Exercise:
Each line that follows is to be retyped exactly.

The data:
============================================================

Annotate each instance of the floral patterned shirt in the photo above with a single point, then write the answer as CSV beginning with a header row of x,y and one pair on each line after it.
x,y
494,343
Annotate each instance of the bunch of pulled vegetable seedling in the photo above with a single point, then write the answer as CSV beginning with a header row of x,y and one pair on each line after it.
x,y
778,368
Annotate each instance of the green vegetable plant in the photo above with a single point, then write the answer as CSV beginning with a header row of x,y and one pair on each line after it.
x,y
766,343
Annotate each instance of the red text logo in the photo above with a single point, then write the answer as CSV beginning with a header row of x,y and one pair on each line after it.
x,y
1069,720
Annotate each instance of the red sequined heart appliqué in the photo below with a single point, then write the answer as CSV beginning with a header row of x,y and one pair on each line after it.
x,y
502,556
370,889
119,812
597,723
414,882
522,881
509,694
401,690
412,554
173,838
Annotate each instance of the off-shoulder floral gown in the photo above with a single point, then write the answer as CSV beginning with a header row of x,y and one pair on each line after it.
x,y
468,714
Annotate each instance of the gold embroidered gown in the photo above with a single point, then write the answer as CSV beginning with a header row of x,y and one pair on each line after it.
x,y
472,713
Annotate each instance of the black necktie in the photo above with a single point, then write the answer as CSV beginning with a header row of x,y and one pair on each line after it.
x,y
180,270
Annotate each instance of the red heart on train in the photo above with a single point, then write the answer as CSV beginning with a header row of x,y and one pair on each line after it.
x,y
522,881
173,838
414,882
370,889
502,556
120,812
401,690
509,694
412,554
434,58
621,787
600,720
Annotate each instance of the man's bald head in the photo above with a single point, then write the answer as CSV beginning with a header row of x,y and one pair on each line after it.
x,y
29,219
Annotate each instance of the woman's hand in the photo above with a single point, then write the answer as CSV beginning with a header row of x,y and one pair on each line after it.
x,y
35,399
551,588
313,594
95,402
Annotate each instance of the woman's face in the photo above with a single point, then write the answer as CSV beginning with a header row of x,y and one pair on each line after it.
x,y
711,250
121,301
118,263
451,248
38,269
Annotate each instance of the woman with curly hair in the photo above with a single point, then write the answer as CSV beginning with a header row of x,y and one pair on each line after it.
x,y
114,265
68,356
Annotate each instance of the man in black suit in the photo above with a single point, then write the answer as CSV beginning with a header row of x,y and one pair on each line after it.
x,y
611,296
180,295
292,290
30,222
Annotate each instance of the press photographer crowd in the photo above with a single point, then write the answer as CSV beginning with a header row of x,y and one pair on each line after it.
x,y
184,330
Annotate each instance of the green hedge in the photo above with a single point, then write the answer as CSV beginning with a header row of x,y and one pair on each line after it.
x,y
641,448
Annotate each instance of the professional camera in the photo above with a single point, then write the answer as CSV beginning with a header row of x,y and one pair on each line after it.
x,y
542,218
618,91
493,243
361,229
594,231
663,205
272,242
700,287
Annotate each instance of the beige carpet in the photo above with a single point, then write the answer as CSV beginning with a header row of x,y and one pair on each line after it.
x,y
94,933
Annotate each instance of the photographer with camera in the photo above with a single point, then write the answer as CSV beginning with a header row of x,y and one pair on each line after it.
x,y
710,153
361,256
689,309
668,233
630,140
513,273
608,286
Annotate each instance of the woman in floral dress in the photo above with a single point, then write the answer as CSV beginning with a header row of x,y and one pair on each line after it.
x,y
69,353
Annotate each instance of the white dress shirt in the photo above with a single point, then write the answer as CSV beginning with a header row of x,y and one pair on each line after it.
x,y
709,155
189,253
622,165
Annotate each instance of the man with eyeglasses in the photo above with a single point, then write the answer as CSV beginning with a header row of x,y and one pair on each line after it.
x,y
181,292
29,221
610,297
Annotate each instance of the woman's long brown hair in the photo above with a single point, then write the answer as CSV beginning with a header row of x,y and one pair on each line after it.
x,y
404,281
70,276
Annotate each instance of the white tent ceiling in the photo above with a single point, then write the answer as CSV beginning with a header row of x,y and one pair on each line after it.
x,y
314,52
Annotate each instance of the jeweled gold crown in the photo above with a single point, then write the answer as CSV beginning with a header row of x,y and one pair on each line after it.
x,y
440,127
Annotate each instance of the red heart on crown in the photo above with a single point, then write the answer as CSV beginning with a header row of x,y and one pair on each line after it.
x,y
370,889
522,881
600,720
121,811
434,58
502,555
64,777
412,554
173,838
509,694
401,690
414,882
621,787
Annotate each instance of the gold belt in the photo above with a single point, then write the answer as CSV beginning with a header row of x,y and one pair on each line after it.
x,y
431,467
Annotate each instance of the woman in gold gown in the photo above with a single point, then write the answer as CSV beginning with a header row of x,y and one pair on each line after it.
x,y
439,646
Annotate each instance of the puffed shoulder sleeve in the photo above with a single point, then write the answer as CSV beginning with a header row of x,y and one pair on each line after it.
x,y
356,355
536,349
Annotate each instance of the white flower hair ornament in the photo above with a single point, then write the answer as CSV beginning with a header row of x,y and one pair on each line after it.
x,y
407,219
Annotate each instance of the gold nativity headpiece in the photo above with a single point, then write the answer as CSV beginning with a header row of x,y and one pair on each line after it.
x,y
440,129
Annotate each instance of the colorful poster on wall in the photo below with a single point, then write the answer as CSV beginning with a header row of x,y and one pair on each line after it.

============================================================

Exercise answer:
Annotate each instance of the floral patterned shirt in the photo above with a single point, then write the answer as CSV beginning with a header row of x,y and one pair on each line after it.
x,y
494,343
Annotate each instance of the bunch of pulled vegetable seedling in the photo above with a single point, then write the answer as CSV beginning with a header row of x,y and one pair on each line after it.
x,y
778,368
Annotate each instance of the green vegetable plant in the photo above with a single point, then write the answer as CSV beginning with a header row of x,y and one pair on each line after it.
x,y
766,343
Annotate each instance of the red text logo in the photo above with a single point, then write the answer as CSV beginning with a header row of x,y and one pair on each line after it.
x,y
1069,720
Annotate each instance of the red sequined heart appliqué in the photo below with a single point, then write the answer as CSV beginning with a header row of x,y and one pair on each line after it.
x,y
502,556
370,889
119,812
597,723
414,882
522,881
509,694
401,690
412,554
173,838
Annotate each instance of the off-shoulder floral gown in the photo above with a single point, then write the answer as CSV beginning with a header row of x,y and one pair on each line after it.
x,y
468,714
Annotate each instance of the gold embroidered gown in the photo above with a single point, then write the answer as CSV beginning with a header row of x,y and one pair on each line after it.
x,y
472,713
Annotate each instance of the black necktie in the photo above with a single point, then write the answer as CSV beginning with a header row of x,y and one pair on each line after it.
x,y
180,270
Annotate each instance of the red heart on train in the photo above with a single point, then write the answer as CSV beginning with a header row of x,y and one pair on each line after it.
x,y
522,881
173,838
414,882
370,889
502,556
120,812
401,690
509,694
412,554
434,58
621,787
600,720
Annotate each instance of the man's bald head in the photo above with a single point, then write the answer as CSV beginning with a header row of x,y and one pair on each line after it.
x,y
29,219
Annotate each instance of the woman's hand in the photo above with a single point, then write the answer as CSV beginning with a header row of x,y and one pair on each line after it.
x,y
35,399
551,588
313,594
95,402
Annotate each instance of the woman's face in the photo above with a single point, then write the answer as CSV beginning with a header row of x,y and one pair on each line after it.
x,y
711,250
121,301
118,263
451,248
38,269
Annotate each instance of the woman with curly hair in the photo above with a single point, then write the answer as CSV beginning with a header row of x,y and one pair on each line after it.
x,y
114,265
68,356
Annotate each instance of the man in black suit in the photo above with a single point, then write the answer as CSV beginning with a header row of x,y and one pair on each line after it.
x,y
611,296
180,295
292,290
30,222
Annotate each instance of the press photographer crowd in the photo above with a single point, then write the answer as CSV beginning with a header row of x,y and one pair on each line after it.
x,y
184,330
Annotate each instance of the green hedge in the photo above with a single point, then write the answer as CSV beginning with a header row of x,y and one pair on each line after it.
x,y
641,448
Annotate each instance of the professional camera in the photo above with a single point, then write the answer as CSV beginning with a header row of x,y and one pair on each line after it.
x,y
542,218
618,91
493,243
361,229
594,231
663,205
272,242
700,287
Annotate each instance of the beige carpet in the photo above with a single point, then write the answer as CSV beginning with a header row of x,y and one pair on each line after it.
x,y
94,933
Annotate each instance of the photographer with camera in the photo above with a single point, then write the answer as CSV beginning with a header row of x,y and one pair on each line after it.
x,y
710,153
361,256
689,309
668,233
630,140
513,273
608,286
Annotate each instance of the woman in floral dress in the photo above with a single point, then write the answer as CSV beginning with a header row of x,y and one pair on each line after it.
x,y
69,353
Annotate each instance of the white dress shirt in the photo above with a single point, then write the answer as CSV beginning with a header row of x,y and one pair on each line after it.
x,y
709,155
189,253
622,165
Annotate each instance of the man with eyeglasses in the photo above with a single point, then write the answer as CSV beginning with a header row of x,y and one pair on each line after it.
x,y
181,292
29,221
610,297
Annotate each instance of the woman's long brown hair in the photo above with a single point, then write the answer as CSV beginning with a header row of x,y and one pair on each line after it.
x,y
404,281
70,276
Annotate each instance of the white tent ceiling in the photo above with a single point, then write the answer as CSV beginning with a header row of x,y and one pair on each line after it.
x,y
314,52
Annotate each instance of the jeweled gold crown in the photo above with a single point, then write the answer as CSV beginning with a header row of x,y and one pair on each line after it.
x,y
440,127
Annotate each instance of the red heart on crown in the photo above with a single point, then write the answer as CSV beginning with a header row of x,y and one pair on each line after it.
x,y
370,889
522,881
600,720
121,811
434,58
502,555
64,777
412,554
173,838
509,694
401,690
414,882
621,787
Annotate each instance of the gold belt in the photo above with a single point, then write the answer as CSV beginning with a header row of x,y and one pair on each line after it.
x,y
431,467
Annotate each instance of the woman in gold gown in the photo above with a single point, then write the answer as CSV beginning with a header row of x,y and one pair on each line after it.
x,y
439,646
Annotate each instance of the puffed shoulder sleeve in the photo above with a single point, then write the answer as CSV beginning with a header row of x,y and one pair on each line after it.
x,y
356,355
536,349
Annotate each instance of the white flower hair ornament in the photo above with a single point, then write the answer as CSV beginning with a header row of x,y and one pair on each line after it.
x,y
407,219
Annotate each instance of the gold nativity headpiece in the photo above with a single point, then write the answer as CSV beginning with a header row of x,y and one pair on each line after it.
x,y
440,129
Annotate each instance of the colorful poster on wall in the photo below with a single point, then write the answer as CSV beginning with a header row of x,y and one pair on each line after it.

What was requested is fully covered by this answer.